Stored dataset items
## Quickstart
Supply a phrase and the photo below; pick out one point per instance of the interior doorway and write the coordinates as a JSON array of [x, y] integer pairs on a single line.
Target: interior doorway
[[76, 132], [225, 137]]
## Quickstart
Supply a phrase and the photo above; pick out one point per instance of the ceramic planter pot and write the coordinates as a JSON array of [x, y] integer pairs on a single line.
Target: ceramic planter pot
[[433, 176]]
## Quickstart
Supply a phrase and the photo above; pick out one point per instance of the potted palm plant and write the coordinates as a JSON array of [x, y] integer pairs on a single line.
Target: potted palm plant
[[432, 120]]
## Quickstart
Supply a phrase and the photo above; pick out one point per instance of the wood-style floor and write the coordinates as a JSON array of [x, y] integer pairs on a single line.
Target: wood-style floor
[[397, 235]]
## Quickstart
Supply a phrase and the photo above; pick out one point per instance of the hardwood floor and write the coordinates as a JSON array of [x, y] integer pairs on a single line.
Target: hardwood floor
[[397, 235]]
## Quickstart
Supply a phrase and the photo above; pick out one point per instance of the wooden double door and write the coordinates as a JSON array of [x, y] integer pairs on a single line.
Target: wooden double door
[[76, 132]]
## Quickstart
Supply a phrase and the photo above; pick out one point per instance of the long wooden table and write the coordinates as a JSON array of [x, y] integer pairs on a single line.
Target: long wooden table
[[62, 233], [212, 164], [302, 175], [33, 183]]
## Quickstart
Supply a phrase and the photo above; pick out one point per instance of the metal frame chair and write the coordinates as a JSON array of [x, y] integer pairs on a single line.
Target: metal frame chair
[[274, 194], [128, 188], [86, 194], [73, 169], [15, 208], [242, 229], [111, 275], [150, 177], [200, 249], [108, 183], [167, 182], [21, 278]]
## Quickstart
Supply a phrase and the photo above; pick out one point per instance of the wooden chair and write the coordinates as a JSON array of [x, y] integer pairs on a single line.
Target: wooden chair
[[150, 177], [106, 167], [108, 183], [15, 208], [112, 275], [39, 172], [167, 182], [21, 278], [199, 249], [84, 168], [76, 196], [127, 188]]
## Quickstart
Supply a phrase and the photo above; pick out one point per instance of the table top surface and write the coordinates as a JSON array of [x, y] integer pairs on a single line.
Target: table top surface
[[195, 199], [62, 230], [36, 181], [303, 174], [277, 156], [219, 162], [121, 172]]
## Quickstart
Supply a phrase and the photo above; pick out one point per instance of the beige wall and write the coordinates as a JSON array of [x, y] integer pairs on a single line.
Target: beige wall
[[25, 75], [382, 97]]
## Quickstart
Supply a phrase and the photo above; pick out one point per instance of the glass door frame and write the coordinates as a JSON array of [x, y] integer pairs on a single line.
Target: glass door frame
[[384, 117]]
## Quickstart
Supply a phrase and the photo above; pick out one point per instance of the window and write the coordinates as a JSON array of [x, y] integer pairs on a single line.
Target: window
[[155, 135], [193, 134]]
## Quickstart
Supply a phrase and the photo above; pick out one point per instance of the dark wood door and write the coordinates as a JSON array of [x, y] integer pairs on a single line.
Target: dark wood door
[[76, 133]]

...

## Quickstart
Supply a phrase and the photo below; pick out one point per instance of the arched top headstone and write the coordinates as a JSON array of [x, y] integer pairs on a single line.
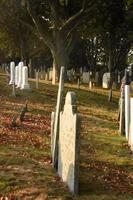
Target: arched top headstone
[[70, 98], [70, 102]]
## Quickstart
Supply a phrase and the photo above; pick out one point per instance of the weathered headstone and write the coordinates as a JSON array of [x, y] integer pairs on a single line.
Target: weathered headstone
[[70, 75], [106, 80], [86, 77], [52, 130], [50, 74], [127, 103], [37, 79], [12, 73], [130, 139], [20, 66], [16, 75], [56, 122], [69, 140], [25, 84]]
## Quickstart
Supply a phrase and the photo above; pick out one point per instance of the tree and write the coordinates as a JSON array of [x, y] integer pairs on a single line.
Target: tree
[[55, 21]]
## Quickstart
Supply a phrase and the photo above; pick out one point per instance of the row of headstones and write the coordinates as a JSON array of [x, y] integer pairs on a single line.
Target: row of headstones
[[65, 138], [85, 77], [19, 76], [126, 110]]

* * *

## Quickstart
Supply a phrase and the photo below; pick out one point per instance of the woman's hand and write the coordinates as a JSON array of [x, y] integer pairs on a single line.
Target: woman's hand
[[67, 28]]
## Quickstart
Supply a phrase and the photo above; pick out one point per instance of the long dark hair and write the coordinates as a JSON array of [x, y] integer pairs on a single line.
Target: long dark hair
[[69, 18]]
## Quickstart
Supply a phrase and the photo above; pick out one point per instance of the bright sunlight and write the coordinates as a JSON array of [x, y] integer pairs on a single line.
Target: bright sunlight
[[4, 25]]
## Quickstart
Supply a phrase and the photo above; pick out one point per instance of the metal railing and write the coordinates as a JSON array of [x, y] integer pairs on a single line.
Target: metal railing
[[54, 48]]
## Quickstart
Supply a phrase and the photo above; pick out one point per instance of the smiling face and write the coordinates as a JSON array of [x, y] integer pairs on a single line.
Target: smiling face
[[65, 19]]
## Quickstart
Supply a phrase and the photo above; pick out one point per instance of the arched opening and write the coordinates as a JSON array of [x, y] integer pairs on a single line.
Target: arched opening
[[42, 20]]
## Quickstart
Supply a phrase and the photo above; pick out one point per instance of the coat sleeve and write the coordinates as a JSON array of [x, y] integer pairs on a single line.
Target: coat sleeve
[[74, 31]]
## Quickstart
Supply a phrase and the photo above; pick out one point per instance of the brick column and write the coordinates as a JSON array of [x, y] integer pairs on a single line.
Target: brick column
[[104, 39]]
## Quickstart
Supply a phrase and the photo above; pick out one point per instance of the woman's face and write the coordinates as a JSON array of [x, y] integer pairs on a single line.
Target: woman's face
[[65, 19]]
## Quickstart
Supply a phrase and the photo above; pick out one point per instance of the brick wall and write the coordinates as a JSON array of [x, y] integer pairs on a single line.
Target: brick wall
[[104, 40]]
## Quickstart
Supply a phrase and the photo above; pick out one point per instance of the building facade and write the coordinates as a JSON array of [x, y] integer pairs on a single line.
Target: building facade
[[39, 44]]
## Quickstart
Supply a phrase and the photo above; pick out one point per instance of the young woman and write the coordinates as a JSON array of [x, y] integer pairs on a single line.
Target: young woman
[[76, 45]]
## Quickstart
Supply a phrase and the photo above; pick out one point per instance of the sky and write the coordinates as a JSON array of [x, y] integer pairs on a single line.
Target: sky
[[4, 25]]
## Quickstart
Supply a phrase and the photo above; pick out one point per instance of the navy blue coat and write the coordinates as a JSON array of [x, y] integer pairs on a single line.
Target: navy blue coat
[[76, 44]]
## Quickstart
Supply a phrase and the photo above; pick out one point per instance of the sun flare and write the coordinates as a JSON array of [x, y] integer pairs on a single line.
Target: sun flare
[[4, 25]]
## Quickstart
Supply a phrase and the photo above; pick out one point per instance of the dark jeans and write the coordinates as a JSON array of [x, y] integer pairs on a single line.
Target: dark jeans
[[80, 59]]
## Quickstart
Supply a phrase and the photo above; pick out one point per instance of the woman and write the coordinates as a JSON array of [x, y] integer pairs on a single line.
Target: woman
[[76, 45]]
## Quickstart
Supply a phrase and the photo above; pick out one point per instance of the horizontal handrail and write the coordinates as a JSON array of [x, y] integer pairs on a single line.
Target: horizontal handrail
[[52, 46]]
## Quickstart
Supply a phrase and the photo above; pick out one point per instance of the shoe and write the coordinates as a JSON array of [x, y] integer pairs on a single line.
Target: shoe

What is being asked: Write out each line above that contains the word "shoe".

Answer area:
Supply a phrase and the photo above; pick out one point per instance of the shoe and write the coordinates as a JSON array of [x, y] integer pairs on a single line.
Target: shoe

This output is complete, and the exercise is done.